▶ [Required task]: Pull out every line of the rows that contains the string "overhead".

>> Begin Supplied records

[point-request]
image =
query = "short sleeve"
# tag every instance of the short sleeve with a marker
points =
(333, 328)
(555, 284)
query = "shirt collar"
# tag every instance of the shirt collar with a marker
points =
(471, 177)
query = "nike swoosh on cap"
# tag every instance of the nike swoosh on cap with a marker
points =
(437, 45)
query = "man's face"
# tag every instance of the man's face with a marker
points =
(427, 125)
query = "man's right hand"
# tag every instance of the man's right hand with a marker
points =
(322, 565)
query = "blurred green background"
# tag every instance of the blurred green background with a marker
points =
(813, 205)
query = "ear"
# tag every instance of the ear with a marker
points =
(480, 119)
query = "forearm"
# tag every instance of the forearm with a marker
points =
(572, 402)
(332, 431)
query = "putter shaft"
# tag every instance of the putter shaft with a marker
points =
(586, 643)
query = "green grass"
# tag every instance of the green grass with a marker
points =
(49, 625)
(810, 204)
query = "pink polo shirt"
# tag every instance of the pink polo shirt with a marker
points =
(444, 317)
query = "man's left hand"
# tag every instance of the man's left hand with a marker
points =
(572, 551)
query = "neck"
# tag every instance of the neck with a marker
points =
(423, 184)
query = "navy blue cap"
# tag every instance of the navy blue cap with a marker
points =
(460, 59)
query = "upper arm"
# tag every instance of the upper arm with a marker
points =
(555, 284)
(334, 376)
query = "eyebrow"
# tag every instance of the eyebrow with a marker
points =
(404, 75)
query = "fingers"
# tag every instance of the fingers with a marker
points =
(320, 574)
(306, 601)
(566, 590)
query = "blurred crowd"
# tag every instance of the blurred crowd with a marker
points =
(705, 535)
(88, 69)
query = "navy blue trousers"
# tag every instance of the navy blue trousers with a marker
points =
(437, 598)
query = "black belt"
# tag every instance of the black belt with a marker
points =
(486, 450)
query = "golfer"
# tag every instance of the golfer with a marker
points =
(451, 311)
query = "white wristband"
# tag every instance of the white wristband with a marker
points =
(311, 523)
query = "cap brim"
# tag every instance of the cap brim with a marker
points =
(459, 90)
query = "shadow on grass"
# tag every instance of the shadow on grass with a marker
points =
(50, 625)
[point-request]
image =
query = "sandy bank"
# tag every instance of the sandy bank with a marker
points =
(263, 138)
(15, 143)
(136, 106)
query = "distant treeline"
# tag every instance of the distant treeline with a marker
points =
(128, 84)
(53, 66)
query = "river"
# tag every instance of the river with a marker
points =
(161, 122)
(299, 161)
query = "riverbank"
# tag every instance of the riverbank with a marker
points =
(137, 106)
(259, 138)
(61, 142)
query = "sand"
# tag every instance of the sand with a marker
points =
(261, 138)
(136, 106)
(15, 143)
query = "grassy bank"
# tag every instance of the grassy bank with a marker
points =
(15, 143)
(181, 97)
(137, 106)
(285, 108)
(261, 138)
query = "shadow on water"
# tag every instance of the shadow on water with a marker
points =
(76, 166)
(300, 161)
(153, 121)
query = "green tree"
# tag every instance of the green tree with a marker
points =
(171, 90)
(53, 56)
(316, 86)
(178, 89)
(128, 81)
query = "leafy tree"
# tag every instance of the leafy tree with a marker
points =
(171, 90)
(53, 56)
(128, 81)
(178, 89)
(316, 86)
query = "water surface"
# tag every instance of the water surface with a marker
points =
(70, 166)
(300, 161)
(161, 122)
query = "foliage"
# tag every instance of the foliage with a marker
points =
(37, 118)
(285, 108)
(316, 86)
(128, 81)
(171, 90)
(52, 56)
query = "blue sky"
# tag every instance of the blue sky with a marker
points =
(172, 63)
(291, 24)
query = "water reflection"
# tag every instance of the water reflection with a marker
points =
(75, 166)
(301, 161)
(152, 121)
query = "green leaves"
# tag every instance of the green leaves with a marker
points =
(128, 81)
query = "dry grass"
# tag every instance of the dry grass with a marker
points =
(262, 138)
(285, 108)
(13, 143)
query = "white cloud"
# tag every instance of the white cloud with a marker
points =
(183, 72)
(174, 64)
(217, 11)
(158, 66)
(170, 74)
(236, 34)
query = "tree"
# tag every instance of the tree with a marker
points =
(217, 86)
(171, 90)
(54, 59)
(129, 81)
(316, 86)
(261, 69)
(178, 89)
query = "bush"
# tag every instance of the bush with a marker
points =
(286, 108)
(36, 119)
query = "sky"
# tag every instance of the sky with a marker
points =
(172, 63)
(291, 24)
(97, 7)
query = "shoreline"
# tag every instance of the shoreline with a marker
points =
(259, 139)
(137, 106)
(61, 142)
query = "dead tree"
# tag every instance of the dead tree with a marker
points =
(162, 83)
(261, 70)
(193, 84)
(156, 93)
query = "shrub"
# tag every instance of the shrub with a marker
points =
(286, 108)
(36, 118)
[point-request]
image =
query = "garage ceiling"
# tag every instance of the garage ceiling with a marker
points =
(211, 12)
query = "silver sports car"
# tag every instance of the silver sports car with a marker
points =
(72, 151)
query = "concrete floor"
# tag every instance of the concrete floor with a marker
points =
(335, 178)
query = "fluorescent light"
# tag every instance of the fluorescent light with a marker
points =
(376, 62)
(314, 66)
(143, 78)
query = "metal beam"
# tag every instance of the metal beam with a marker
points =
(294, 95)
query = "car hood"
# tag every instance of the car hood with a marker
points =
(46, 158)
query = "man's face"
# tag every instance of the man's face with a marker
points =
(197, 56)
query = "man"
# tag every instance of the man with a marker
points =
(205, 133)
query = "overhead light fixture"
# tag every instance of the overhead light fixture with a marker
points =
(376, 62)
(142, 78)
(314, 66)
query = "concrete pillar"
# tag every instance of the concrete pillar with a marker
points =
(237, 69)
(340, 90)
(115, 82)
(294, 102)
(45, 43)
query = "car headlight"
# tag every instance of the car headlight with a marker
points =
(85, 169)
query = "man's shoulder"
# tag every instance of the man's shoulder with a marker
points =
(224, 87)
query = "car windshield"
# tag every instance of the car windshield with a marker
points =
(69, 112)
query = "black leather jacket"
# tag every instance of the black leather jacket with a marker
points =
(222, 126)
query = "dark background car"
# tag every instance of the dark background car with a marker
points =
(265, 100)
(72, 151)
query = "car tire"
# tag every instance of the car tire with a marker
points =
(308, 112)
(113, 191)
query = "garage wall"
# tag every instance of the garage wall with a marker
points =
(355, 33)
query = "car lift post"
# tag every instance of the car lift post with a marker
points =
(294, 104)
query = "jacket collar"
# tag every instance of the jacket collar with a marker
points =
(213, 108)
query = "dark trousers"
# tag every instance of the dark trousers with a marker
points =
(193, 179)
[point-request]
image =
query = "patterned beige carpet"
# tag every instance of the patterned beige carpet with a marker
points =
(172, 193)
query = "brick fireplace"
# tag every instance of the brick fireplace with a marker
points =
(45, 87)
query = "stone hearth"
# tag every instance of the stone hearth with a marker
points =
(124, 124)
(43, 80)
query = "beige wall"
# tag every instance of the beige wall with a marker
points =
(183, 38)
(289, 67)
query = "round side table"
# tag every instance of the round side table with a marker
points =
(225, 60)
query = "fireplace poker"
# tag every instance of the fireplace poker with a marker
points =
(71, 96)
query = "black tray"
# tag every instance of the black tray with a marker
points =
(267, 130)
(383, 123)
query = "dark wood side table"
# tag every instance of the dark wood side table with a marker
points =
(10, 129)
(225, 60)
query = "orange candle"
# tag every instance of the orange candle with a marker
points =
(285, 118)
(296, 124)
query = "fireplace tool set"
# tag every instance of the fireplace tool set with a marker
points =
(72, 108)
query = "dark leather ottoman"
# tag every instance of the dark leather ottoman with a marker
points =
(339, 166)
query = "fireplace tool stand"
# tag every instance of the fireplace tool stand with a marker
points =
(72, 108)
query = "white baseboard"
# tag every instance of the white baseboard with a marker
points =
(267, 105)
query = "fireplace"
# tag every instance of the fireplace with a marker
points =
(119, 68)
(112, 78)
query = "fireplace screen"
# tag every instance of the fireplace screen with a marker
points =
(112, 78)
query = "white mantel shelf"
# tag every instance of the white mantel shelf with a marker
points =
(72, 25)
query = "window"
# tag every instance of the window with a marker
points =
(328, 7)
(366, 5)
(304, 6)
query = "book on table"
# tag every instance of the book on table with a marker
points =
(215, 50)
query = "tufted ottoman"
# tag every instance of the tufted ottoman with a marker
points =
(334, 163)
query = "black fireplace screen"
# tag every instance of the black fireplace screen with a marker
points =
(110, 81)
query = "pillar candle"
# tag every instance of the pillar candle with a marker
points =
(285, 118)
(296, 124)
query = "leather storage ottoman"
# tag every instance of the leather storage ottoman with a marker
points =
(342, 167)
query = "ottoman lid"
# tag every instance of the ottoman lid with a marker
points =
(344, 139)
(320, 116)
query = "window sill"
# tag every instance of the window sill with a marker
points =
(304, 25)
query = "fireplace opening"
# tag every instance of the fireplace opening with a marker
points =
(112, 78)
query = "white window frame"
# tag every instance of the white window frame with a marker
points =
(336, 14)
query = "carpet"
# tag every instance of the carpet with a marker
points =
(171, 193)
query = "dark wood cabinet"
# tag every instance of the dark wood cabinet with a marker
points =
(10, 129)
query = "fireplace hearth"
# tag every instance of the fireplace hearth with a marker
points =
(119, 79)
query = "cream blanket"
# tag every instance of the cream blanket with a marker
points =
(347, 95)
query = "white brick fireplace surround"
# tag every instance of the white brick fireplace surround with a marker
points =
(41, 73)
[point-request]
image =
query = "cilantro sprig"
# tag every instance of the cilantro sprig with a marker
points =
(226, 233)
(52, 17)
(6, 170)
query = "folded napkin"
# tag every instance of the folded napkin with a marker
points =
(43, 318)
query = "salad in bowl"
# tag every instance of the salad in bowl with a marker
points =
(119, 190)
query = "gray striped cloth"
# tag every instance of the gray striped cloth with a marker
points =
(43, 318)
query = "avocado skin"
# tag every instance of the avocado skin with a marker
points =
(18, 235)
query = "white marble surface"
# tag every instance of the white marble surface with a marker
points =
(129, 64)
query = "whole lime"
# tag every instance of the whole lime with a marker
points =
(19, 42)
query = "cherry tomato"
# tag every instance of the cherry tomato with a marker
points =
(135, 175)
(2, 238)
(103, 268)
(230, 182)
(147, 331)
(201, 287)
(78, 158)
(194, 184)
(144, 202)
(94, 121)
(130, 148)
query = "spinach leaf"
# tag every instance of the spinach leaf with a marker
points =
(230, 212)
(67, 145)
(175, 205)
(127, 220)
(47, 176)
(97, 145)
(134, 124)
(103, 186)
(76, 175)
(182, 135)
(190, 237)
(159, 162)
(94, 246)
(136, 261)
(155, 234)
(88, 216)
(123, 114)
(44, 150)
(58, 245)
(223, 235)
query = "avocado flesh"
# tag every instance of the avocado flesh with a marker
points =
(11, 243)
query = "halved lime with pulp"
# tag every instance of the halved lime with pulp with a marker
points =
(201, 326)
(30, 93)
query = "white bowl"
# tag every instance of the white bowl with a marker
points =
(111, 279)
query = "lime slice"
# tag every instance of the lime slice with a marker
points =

>> End Supplied records

▶ [Task solution]:
query = "overhead light fixture"
# tag every instance of the overhead light fixture with a marker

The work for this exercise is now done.